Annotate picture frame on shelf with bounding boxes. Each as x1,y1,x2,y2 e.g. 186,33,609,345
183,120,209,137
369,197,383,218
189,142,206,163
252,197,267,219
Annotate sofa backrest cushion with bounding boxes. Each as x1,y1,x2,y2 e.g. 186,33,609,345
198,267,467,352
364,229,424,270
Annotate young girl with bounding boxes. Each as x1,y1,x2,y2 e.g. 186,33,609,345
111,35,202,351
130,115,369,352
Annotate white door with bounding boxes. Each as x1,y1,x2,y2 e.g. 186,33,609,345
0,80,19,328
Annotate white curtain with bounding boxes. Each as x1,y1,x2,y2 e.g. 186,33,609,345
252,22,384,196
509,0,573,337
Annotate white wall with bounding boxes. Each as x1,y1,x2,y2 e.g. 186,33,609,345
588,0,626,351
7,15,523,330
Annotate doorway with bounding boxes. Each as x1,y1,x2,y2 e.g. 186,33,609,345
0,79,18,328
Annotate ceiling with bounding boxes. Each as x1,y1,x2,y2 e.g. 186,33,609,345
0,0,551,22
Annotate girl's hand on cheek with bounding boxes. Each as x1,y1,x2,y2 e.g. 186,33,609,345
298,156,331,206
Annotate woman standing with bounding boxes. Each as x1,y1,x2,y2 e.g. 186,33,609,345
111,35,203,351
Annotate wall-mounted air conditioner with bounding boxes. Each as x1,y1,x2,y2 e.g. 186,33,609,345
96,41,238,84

---

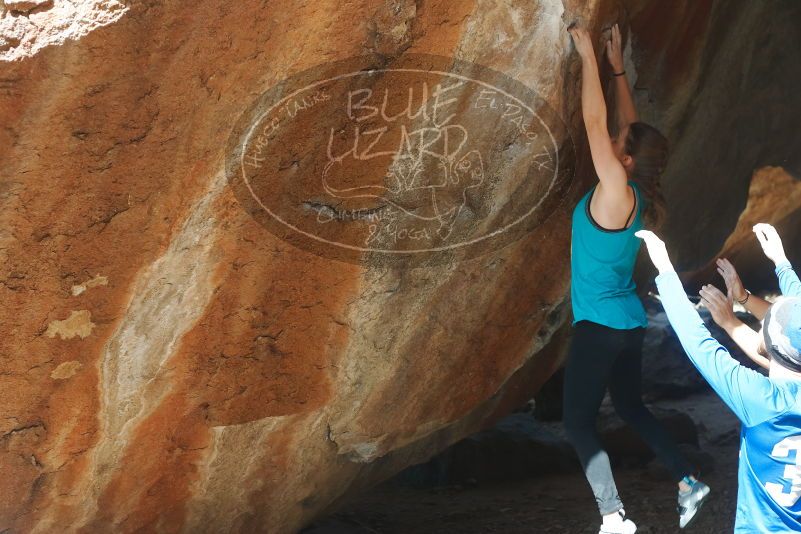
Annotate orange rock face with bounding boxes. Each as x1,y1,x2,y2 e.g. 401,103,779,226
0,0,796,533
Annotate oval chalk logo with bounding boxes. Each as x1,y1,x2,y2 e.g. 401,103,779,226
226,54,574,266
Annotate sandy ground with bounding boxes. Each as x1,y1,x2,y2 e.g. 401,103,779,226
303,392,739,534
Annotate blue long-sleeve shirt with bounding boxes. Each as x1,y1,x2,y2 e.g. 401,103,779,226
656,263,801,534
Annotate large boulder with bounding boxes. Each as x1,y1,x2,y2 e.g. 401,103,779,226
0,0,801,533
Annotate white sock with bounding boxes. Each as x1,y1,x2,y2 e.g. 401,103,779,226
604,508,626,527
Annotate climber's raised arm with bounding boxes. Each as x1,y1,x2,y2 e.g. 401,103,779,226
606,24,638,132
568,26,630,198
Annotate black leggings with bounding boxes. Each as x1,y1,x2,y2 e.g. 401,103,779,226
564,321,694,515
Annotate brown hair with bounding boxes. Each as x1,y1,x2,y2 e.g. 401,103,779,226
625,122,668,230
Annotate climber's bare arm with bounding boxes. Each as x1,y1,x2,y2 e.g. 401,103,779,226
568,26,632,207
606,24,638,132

▸ The exercise: Can you give the data from the line with "Annotate picture frame" to the line with "252,197,267,219", both included, as a JSON list of strings with one string per line and blank lines left out?

▸ Task answer:
[
  "Annotate picture frame on shelf with bounding boxes. Each as x1,y1,x2,y2 e.g. 186,33,609,345",
  "183,120,209,137",
  "369,197,383,218",
  "189,142,206,163",
  "252,197,267,219"
]